Servizio civile come scuola di umanità
Mano solidale o pugno armato?


A cura di Alessandro Marcoli



Caritas Ticino intende il servizio civile non come un lavoro alternativo al servizio militare, ma come una scuola d’umanità.


Meno di quattro anni dopo l’entrata in vigore della prima legge "civile" sul servizio civile, circa 5000 giovani svizzeri hanno deciso di scegliere questa strada in alternativa al servizio militare. Caritas Ticino intende il servizio civile non come un lavoro alternativo al servizio militare, ma come un’occasione per creare una società più accogliente e attenta ai bisogni delle persone in difficoltà. Servizio civile, insomma, da intendere come scuola d’umanità.

▶ _DATI RACCOLTI_:
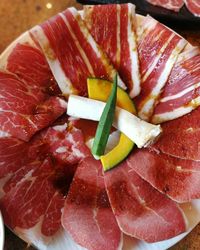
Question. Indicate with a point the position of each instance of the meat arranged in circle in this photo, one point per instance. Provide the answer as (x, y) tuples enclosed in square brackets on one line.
[(180, 137), (36, 181), (170, 175), (26, 104), (87, 214), (158, 49), (51, 187), (193, 6), (137, 204), (174, 5), (181, 93), (114, 29), (80, 56)]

▶ _OBIETTIVO_: Prosegui il brano sul servizio civile come scuola di umanità, riprendendo subito dopo la sua ultima frase.

▶ _RISULTATO_:
Il servizio civile offre ai giovani che per vari e variegati motivi hanno scelto questa strada, la possibilità d’entrare in contatto con delle realtà spesso difficili e a loro sconosciute. In questo modo si favorisce il loro sviluppo umano, dimostrando contemporaneamente la validità dell’alternativa "servizio civile". Si tratta di servire il proprio paese e d’aiutare gli altri tendendo la mano e non il pugno.

INDIRIZZI UTILI:

Organo centrale del servizio civile
Uttingenstrasse 19, 3600 Thun
Tel.: 033/228 19 99
www.servizio-civile.ch, info@servizio -civile.ch

Organo regionale Svizzera italiana
c/o Società svizzera degli impiegati di commercio
Via San Gottardo 25, 6943 Vezia
Tel.: 091/960 20 30

Gruppo ticinese per il servizio civile
Via Vela 21, 6500 Bellinzona
Tel.: 091/825 45 77


IL SERVIZIO CIVILE IN BREVE

 

CHI:
Ogni persona che desidera svolgere un lavoro di pubblico interesse in sostituzione del servizio militare, deve aver preso parte perlomeno al reclutamento e deve essere stata dichiarata abile al servizio militare.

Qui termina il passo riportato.